Problem statement —
Are you able to quote each entry exactly as written?

Dataset content —
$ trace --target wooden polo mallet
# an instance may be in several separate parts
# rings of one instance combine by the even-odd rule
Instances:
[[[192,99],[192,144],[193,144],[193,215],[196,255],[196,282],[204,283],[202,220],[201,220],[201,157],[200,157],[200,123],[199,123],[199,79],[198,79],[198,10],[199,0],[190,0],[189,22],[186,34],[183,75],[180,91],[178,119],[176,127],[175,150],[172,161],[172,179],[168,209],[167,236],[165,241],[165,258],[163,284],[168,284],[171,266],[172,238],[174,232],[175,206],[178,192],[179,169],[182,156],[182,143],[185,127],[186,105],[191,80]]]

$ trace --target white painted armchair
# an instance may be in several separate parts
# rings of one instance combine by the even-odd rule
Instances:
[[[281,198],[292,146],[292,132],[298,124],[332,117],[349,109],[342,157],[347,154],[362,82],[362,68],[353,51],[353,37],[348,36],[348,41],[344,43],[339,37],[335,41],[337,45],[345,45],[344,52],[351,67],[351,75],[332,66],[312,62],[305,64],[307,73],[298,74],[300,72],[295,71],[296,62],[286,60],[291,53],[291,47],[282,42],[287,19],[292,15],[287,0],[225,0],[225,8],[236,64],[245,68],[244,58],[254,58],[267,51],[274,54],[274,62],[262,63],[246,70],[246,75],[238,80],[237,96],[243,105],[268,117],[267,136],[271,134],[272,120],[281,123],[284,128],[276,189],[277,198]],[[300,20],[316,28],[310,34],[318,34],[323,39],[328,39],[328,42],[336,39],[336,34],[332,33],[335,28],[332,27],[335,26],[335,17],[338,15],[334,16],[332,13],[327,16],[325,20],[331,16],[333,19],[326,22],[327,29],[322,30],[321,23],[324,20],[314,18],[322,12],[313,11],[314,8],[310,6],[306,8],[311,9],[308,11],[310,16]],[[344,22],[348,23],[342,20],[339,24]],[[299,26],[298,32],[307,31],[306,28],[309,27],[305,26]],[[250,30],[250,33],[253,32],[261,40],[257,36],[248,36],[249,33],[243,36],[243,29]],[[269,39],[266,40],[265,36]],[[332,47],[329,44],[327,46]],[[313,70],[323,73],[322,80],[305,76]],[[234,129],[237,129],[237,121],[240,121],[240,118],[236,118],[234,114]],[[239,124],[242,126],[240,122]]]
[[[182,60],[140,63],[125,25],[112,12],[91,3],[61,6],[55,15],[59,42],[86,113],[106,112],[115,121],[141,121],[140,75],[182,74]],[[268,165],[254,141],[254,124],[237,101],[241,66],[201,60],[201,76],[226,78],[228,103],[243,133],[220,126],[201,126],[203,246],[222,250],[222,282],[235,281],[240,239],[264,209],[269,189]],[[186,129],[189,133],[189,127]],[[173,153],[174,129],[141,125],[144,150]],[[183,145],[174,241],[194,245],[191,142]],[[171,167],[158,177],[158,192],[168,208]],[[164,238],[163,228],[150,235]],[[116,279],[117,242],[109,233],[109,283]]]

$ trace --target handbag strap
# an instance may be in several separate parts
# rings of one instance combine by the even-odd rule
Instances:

The completed task —
$ trace --target wooden polo mallet
# an instance may be in several separate parts
# rings of one instance combine by the even-odd rule
Instances:
[[[192,99],[192,144],[193,144],[193,215],[196,255],[196,282],[204,283],[202,220],[201,220],[201,157],[200,157],[200,123],[199,123],[199,79],[198,79],[198,10],[199,0],[190,0],[189,22],[186,34],[183,75],[180,91],[178,119],[176,127],[175,150],[172,161],[172,179],[168,209],[167,236],[165,241],[165,258],[163,284],[168,284],[171,266],[172,238],[174,232],[175,206],[178,192],[179,169],[182,156],[182,143],[185,127],[186,105],[191,80]]]

$ trace --target white painted armchair
# an instance may be in several separate parts
# rings of one instance combine by the even-odd rule
Instances:
[[[281,198],[292,146],[292,132],[298,124],[332,117],[349,109],[342,157],[347,154],[362,82],[362,68],[353,51],[353,37],[348,36],[348,41],[344,43],[339,37],[335,41],[337,45],[345,45],[344,52],[351,67],[351,75],[332,66],[312,62],[305,64],[307,73],[298,74],[300,72],[295,71],[296,62],[286,60],[291,53],[291,47],[282,42],[287,19],[292,15],[287,0],[225,0],[225,8],[236,64],[245,68],[244,58],[254,58],[267,51],[274,54],[274,62],[262,63],[246,70],[246,75],[238,80],[237,96],[243,105],[268,117],[267,136],[271,134],[272,120],[281,123],[284,128],[276,189],[277,198]],[[300,20],[316,28],[310,34],[318,34],[323,39],[328,39],[328,42],[336,39],[336,34],[332,33],[335,28],[332,27],[335,26],[335,17],[338,15],[334,16],[332,13],[327,16],[325,20],[331,16],[333,19],[326,22],[327,29],[322,30],[321,23],[324,20],[314,18],[322,12],[313,11],[314,8],[310,6],[306,8],[311,9],[308,11],[310,16]],[[344,22],[348,23],[342,20],[339,24]],[[299,26],[298,32],[307,31],[306,28],[309,27],[305,26]],[[250,30],[250,33],[253,32],[261,40],[257,36],[248,36],[249,33],[243,36],[243,29]],[[269,39],[266,40],[265,36]],[[332,47],[329,44],[327,46]],[[313,70],[323,73],[322,80],[305,76]],[[234,129],[237,129],[237,121],[240,121],[240,118],[236,118],[234,114]],[[239,124],[242,126],[240,122]]]
[[[182,60],[140,63],[125,25],[112,12],[91,3],[61,6],[55,15],[59,42],[86,113],[106,112],[115,121],[141,121],[140,75],[182,74]],[[268,165],[254,141],[254,124],[237,101],[241,66],[201,60],[201,76],[226,78],[228,103],[243,133],[220,126],[201,126],[203,246],[222,250],[222,282],[235,281],[240,239],[264,209],[269,189]],[[186,129],[189,133],[189,127]],[[173,153],[174,129],[141,125],[144,150]],[[183,145],[174,241],[194,245],[191,142]],[[171,167],[158,177],[158,192],[168,208]],[[164,238],[163,228],[150,235]],[[116,279],[117,242],[109,233],[109,283]]]

$ trace --target handbag strap
# an instance may be in several separate parts
# rings of one instance combine by the even-odd rule
Instances:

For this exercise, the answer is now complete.